Coordinate annotation items:

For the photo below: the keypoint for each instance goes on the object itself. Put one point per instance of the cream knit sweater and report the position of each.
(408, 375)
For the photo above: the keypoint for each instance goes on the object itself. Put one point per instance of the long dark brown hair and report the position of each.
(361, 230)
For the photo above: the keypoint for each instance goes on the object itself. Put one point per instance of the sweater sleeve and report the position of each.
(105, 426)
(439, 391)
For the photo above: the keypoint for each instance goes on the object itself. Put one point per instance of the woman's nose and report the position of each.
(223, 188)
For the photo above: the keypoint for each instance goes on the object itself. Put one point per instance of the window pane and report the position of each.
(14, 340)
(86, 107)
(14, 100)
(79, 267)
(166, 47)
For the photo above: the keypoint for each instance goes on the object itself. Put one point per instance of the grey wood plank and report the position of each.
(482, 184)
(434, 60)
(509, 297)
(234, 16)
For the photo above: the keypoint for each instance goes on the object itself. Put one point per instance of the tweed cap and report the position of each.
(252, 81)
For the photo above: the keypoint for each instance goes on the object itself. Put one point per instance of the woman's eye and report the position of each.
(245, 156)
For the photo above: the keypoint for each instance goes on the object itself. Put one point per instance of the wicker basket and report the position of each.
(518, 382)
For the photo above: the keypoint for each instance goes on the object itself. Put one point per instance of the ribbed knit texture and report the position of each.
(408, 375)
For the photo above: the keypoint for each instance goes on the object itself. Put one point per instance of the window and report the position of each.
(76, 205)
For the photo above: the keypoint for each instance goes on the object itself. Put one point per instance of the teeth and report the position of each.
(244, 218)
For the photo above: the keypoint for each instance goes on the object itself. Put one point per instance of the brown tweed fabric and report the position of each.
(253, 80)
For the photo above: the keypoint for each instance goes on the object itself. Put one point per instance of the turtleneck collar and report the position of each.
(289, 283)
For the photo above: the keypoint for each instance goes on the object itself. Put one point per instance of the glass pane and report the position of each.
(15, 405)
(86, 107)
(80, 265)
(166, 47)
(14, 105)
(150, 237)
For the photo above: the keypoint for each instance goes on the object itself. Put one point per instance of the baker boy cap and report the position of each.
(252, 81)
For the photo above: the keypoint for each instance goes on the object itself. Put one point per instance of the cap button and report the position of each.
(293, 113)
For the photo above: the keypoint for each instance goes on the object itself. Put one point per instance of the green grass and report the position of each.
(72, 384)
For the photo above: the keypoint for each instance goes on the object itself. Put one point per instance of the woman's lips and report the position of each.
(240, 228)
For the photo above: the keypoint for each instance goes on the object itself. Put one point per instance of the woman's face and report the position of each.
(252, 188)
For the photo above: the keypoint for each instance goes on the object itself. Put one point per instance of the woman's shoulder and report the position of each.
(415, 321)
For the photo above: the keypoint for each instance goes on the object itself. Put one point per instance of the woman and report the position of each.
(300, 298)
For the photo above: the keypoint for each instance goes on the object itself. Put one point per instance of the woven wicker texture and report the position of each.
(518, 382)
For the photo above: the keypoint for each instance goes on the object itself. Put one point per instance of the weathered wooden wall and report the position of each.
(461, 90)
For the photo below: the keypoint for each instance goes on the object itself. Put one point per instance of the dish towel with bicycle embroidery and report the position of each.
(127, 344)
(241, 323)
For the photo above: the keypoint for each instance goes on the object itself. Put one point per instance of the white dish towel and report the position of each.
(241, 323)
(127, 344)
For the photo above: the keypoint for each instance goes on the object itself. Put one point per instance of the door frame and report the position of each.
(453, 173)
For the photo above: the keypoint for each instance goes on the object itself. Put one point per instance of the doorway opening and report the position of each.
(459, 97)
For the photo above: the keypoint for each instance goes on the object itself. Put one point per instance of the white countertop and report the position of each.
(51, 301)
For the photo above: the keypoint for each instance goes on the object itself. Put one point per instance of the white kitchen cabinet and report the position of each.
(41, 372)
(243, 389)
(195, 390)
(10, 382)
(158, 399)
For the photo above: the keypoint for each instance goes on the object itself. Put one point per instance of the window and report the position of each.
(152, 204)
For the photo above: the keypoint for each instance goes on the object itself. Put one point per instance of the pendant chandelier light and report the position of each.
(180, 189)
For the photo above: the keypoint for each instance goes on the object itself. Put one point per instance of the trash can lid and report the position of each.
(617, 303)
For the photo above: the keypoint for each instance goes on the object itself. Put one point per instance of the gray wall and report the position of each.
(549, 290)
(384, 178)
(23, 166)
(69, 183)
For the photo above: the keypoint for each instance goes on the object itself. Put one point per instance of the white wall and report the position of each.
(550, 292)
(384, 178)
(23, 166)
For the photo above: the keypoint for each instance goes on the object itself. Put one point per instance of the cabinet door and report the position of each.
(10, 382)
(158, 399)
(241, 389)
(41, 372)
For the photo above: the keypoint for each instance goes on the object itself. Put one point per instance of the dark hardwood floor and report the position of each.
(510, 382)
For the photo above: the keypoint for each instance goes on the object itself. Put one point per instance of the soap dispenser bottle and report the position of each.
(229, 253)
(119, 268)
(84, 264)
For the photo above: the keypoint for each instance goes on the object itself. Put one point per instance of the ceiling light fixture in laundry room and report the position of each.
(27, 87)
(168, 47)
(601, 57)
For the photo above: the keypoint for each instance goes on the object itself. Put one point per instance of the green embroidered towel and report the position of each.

---

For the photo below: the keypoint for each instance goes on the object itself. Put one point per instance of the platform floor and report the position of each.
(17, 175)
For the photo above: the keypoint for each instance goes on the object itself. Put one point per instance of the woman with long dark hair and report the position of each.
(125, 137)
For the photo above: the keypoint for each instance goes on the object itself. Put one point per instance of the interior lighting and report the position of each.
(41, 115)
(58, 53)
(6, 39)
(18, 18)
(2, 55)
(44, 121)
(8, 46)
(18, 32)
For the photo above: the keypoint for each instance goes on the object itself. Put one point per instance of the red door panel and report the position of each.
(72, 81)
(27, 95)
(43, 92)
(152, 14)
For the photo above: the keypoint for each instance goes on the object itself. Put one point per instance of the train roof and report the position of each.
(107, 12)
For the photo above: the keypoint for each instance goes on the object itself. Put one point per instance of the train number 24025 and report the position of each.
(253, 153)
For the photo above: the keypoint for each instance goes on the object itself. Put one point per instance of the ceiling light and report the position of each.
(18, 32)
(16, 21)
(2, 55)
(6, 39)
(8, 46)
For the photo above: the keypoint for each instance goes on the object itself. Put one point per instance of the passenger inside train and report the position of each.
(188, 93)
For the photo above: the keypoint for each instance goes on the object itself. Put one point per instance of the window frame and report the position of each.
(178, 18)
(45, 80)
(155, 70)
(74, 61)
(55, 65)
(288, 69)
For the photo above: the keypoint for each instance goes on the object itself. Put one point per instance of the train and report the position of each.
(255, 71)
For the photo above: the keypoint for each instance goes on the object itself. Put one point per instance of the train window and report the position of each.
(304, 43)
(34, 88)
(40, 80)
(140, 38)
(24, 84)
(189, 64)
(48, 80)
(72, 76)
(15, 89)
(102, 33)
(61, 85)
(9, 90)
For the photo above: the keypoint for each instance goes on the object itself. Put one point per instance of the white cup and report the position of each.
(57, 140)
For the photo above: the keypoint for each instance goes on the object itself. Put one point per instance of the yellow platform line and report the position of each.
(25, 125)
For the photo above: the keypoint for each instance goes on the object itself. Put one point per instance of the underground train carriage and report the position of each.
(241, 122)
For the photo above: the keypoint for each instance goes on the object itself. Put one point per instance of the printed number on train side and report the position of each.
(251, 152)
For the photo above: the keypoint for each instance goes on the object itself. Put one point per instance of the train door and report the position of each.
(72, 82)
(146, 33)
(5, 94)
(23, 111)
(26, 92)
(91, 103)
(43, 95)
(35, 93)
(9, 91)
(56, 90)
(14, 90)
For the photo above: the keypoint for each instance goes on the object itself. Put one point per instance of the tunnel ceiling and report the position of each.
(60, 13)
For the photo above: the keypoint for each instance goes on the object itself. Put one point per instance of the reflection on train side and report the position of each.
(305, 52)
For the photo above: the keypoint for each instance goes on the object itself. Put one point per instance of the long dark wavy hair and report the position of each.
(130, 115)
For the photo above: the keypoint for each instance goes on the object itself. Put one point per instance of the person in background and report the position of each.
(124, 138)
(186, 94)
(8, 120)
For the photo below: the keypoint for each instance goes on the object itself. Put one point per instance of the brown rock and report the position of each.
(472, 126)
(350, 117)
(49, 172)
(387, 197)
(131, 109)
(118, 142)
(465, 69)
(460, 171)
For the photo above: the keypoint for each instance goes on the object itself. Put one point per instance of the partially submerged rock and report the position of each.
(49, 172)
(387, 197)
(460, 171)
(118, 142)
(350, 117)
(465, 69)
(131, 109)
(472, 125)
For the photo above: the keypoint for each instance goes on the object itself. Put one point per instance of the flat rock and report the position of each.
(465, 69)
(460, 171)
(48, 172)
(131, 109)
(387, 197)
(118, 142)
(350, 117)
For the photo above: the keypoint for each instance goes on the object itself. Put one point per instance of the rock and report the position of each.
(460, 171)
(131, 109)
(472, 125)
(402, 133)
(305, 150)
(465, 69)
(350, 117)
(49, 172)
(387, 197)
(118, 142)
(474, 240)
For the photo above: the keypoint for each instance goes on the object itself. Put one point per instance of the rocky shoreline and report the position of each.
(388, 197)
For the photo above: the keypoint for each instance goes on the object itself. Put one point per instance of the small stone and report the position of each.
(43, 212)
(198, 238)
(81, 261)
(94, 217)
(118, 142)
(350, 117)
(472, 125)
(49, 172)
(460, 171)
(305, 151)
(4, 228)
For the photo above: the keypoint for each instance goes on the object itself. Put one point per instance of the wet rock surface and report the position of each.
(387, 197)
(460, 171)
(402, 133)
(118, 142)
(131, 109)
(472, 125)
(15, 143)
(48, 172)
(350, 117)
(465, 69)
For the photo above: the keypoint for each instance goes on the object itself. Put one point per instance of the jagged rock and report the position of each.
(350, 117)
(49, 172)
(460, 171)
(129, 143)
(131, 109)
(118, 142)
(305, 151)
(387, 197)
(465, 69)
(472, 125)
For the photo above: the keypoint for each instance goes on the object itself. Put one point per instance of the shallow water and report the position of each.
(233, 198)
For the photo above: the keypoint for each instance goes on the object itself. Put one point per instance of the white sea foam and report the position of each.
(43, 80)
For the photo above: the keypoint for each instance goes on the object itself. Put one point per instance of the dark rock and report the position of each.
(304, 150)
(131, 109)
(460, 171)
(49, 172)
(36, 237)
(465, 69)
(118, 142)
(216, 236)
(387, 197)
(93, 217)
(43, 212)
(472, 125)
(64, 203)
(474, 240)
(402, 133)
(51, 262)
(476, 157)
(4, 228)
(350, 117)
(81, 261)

◆ **Task details**
Write out the items again from the line with "white wall and report the position of each." up to and including the line with "embroidered towel and report the position of each.", replacing "cabinet door" with "cupboard door" and keeping everything else unchanged.

◆ **Full solution**
For the photo above: the keypoint for each instance goes on the object itself. Put one point per instance of the white wall and report the position of each.
(550, 292)
(384, 178)
(23, 166)
For the photo above: the keypoint for each instance goes on the object itself. Put one point per instance of the cupboard door and report the position of each.
(10, 382)
(158, 399)
(241, 389)
(41, 372)
For the photo above: the keypoint for each instance goes on the object itself. Put one point per instance of the dark hardwood floor and report the position of each.
(510, 382)
For the photo above: the keypoint for each instance goes on the object itself. Put one point per instance of the soap dispenser bottle and report the position of each.
(229, 253)
(119, 268)
(84, 264)
For the photo above: the keypoint for each instance goes on the object itself. Put one point per instance of the ceiling light fixture in laundry room and report the position of each.
(27, 87)
(168, 47)
(601, 57)
For the photo above: the keypoint for each instance goes on the object itself. Put one point per instance of the green embroidered towel and report the position of each.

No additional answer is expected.